> THE PROBLEM
Arrange the items below as a numbered list, omitting blank lines and covering only everything from the line containing "Identify a point on every instance of the ruined" down to the line containing "x=280 y=147", both included. Leave the pictures out of your answer.

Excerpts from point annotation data
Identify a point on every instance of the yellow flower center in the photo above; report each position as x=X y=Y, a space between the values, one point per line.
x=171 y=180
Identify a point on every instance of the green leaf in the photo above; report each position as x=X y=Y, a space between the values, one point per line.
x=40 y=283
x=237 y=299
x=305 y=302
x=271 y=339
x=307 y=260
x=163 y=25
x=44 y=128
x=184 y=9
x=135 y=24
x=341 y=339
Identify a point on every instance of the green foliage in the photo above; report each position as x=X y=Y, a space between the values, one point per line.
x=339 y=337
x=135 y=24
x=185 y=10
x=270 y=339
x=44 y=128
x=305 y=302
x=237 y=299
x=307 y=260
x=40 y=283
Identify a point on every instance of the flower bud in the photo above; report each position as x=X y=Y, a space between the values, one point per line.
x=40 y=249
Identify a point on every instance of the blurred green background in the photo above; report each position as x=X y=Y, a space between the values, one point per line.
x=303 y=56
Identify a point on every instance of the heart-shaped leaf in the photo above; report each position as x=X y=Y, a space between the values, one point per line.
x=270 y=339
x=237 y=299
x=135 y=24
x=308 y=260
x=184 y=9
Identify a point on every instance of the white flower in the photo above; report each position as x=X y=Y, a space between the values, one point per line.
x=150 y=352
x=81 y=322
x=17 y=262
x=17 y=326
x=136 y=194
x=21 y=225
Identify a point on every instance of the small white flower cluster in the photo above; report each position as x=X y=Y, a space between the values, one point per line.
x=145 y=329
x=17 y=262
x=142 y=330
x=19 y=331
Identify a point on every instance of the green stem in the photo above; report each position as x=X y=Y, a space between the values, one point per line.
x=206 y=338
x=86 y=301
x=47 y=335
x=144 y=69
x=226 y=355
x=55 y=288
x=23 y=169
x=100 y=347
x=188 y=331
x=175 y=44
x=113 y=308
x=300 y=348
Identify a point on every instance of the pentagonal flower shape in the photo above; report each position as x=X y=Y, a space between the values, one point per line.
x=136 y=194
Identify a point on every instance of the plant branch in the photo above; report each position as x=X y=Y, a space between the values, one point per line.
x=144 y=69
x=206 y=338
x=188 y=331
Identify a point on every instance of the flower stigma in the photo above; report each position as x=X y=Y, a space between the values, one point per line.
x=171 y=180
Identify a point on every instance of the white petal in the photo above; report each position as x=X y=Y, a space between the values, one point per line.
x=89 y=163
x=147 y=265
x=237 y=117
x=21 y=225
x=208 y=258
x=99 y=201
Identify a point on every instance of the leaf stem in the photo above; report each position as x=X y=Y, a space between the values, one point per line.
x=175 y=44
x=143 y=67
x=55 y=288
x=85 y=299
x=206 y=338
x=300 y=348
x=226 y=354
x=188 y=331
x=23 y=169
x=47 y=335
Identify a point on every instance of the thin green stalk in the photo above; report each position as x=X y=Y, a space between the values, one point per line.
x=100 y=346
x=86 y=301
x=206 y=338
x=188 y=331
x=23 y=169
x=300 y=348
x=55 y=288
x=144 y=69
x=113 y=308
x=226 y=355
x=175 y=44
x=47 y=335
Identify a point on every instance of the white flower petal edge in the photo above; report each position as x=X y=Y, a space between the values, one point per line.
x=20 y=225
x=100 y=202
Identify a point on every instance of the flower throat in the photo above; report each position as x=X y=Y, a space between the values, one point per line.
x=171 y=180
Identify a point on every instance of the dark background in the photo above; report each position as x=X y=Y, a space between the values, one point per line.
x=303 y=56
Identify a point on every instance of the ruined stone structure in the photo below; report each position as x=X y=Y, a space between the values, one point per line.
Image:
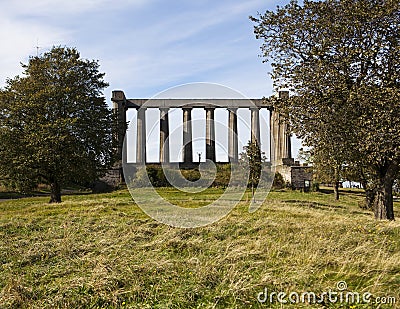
x=280 y=147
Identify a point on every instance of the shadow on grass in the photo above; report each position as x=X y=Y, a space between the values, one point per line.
x=315 y=205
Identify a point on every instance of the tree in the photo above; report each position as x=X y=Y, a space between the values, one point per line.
x=254 y=156
x=55 y=126
x=341 y=59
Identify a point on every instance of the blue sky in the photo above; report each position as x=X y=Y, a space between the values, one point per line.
x=143 y=46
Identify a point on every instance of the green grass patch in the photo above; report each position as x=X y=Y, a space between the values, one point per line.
x=102 y=251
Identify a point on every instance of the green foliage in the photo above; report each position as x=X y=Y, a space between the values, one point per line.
x=341 y=60
x=55 y=127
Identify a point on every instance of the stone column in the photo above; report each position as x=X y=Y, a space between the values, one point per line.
x=232 y=136
x=164 y=134
x=141 y=136
x=210 y=134
x=187 y=135
x=255 y=125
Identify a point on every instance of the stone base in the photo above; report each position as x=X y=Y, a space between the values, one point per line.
x=299 y=177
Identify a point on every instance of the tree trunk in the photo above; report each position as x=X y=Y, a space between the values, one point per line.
x=336 y=190
x=55 y=192
x=383 y=200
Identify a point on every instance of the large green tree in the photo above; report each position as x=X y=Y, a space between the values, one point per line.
x=341 y=59
x=55 y=126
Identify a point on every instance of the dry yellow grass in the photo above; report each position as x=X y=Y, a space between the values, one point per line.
x=101 y=251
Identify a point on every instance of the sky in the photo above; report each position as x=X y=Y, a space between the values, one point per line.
x=143 y=46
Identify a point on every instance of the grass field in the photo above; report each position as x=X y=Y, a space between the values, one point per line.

> FINISHED ANSWER
1. Identify a point on every instance of the ruined stone structure in the photo below; report each position as x=X y=Y, a space between the values, one point per line.
2. Image:
3. x=280 y=147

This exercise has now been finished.